*** Begin section ***

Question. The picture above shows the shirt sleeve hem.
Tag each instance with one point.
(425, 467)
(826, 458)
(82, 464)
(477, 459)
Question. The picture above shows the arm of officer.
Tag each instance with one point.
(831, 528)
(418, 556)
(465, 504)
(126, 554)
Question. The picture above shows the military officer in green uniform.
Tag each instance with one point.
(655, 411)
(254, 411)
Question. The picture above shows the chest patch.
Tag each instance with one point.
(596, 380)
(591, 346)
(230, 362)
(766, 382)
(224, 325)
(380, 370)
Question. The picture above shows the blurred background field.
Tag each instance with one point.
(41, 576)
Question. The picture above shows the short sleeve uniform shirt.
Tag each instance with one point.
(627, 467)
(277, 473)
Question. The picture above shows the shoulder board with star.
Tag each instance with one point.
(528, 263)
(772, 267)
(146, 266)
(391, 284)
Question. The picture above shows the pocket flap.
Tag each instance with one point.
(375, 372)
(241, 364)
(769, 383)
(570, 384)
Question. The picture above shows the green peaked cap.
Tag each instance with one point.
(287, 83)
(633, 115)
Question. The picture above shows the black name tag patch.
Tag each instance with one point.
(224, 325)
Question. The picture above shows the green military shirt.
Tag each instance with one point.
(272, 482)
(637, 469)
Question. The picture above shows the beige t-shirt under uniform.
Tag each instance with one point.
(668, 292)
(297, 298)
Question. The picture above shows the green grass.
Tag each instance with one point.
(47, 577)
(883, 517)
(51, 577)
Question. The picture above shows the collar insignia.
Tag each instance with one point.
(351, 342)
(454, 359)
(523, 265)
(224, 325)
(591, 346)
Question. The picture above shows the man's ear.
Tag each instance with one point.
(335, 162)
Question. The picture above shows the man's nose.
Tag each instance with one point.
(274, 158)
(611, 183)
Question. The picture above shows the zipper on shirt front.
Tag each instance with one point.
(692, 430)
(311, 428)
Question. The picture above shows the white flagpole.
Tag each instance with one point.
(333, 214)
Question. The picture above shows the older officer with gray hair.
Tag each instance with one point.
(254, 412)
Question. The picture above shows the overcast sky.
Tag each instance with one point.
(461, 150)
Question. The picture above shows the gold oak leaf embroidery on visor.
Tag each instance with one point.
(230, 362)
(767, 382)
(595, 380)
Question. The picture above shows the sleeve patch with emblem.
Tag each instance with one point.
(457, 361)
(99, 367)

*** End section ***

What you will do: Please copy exactly, and only, the lines running from the one containing "Question. The picture above shows the overcast" through the end of the listing.

Answer to the problem:
Question. The picture above shows the overcast sky.
Tag each instance with one point.
(461, 150)
Question. The picture above shows the gold oak leaf embroidery on visor.
Tag each instance with one point.
(230, 362)
(767, 382)
(595, 380)
Question. The picture above shows the sleeve patch with emblem.
Tag each instance with one point.
(457, 361)
(99, 367)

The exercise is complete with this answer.